Which lines run from the one containing "stone wall in the photo above." to the end of the entries below? Reproduce them exactly, both ends included.

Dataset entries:
▼

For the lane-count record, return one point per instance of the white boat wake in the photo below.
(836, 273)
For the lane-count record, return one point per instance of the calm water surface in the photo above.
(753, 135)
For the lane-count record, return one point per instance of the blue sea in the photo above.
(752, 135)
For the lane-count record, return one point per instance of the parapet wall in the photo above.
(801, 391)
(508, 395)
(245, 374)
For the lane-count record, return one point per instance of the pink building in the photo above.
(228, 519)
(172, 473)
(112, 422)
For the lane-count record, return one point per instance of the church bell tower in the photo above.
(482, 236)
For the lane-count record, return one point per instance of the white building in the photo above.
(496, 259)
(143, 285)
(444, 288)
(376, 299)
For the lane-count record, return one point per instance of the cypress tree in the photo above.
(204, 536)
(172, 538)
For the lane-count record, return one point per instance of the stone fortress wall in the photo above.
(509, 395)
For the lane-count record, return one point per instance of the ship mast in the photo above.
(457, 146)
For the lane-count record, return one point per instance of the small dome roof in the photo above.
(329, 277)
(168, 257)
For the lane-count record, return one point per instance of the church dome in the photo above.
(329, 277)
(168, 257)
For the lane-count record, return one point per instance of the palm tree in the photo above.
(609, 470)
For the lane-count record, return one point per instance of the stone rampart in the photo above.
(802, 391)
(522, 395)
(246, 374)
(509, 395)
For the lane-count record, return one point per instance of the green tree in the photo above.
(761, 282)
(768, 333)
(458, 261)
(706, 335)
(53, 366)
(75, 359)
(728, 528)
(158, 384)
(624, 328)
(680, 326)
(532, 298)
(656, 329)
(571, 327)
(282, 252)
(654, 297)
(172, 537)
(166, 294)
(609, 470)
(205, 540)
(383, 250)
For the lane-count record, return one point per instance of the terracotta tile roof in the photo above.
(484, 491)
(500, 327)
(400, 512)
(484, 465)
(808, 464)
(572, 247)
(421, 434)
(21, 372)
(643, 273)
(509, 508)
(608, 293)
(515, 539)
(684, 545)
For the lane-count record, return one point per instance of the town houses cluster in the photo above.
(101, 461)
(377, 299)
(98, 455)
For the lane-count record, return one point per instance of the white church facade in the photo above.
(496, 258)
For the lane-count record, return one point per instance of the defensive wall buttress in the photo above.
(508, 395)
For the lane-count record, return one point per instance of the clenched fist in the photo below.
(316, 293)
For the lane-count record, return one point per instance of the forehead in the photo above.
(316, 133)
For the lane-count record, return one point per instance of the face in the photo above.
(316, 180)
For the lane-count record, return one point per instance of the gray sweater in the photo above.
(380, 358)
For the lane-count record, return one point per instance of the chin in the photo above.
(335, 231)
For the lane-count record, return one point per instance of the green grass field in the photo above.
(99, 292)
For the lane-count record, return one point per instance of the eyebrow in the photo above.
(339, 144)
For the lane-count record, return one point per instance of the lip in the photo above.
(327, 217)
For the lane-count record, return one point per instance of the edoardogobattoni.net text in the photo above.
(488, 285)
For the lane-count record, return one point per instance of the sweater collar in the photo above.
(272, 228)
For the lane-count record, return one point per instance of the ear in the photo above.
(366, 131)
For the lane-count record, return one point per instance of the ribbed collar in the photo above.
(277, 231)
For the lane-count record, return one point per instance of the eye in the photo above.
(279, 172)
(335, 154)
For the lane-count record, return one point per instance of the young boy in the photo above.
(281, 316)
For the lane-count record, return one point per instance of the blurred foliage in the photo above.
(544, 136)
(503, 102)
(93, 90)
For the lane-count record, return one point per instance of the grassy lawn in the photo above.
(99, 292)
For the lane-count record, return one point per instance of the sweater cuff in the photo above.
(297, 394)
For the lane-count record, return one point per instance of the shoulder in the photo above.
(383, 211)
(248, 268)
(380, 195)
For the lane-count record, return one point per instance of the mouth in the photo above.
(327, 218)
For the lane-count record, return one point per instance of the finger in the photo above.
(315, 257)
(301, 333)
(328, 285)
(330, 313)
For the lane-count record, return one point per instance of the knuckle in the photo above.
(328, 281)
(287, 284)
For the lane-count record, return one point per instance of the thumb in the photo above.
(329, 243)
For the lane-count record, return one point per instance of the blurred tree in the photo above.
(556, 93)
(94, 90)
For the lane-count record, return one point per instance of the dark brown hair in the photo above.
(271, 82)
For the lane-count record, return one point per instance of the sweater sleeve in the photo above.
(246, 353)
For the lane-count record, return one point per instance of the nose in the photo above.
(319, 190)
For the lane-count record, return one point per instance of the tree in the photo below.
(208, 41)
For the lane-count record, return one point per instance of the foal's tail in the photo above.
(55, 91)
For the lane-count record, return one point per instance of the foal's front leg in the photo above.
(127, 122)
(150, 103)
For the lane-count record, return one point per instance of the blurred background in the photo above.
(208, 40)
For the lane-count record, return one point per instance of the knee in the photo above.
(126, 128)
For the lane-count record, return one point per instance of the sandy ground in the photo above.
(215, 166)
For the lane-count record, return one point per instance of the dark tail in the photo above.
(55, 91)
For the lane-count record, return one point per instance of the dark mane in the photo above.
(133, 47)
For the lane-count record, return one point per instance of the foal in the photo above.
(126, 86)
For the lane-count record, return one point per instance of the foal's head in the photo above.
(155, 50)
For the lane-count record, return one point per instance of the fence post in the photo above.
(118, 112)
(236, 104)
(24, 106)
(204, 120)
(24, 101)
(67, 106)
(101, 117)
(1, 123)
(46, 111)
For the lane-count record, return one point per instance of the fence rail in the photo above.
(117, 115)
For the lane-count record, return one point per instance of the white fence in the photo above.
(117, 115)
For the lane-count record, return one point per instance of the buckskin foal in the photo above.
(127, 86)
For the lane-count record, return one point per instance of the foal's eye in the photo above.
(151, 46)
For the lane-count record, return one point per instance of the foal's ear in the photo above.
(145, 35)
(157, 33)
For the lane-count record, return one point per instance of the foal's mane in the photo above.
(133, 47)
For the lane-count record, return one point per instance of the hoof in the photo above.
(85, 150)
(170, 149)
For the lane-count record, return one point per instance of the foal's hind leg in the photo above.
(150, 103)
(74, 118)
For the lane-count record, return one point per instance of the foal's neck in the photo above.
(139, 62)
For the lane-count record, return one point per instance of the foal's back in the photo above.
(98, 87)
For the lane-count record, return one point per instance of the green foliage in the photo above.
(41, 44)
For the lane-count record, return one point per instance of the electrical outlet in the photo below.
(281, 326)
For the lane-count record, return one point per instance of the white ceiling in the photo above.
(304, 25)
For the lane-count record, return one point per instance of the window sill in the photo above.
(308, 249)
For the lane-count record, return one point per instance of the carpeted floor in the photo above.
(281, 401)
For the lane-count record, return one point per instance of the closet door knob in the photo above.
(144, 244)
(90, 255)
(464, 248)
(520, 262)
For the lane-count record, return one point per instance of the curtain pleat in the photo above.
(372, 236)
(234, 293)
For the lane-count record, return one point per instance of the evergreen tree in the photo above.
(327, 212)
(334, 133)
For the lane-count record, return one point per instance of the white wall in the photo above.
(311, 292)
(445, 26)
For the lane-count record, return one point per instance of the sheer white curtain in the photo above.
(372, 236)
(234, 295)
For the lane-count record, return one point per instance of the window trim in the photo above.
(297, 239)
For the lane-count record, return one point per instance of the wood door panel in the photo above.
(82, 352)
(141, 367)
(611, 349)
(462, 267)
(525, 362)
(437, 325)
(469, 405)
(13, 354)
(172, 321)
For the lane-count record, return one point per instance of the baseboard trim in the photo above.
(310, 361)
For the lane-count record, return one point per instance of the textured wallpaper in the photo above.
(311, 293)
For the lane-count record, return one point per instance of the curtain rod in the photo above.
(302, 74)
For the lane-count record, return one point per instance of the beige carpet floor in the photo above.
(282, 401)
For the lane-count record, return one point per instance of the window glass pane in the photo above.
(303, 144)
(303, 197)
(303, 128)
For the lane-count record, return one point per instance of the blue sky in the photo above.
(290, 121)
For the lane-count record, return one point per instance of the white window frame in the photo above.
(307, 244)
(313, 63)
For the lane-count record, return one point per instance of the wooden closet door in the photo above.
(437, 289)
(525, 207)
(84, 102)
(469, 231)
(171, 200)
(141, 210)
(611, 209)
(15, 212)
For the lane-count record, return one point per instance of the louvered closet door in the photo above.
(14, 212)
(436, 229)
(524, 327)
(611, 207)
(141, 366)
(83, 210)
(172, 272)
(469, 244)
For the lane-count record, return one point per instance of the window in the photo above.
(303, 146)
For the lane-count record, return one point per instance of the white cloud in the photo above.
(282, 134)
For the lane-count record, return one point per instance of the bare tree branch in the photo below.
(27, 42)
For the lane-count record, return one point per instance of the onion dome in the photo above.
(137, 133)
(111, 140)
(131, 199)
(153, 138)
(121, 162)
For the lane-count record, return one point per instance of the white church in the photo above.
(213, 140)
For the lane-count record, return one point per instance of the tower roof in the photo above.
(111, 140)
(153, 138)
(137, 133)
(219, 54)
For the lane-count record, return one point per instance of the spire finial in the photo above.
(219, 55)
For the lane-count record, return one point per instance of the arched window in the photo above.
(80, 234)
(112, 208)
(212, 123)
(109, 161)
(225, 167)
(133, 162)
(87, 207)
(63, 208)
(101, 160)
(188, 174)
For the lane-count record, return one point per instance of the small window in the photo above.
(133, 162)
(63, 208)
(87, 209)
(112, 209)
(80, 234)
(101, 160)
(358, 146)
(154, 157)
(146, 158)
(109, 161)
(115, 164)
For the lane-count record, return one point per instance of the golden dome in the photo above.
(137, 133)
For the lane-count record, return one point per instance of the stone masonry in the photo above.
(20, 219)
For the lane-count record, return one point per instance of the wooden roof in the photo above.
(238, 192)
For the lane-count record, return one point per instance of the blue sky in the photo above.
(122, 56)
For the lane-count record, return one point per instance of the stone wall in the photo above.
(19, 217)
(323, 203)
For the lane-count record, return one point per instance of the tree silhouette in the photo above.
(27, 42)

▲

**TASK RESULT:**
For the lane-count record, return one point per instance of the stone wall in the photo above.
(19, 217)
(323, 203)
For the lane-count record, return one point per instance of the tree silhouette in the photo above.
(27, 42)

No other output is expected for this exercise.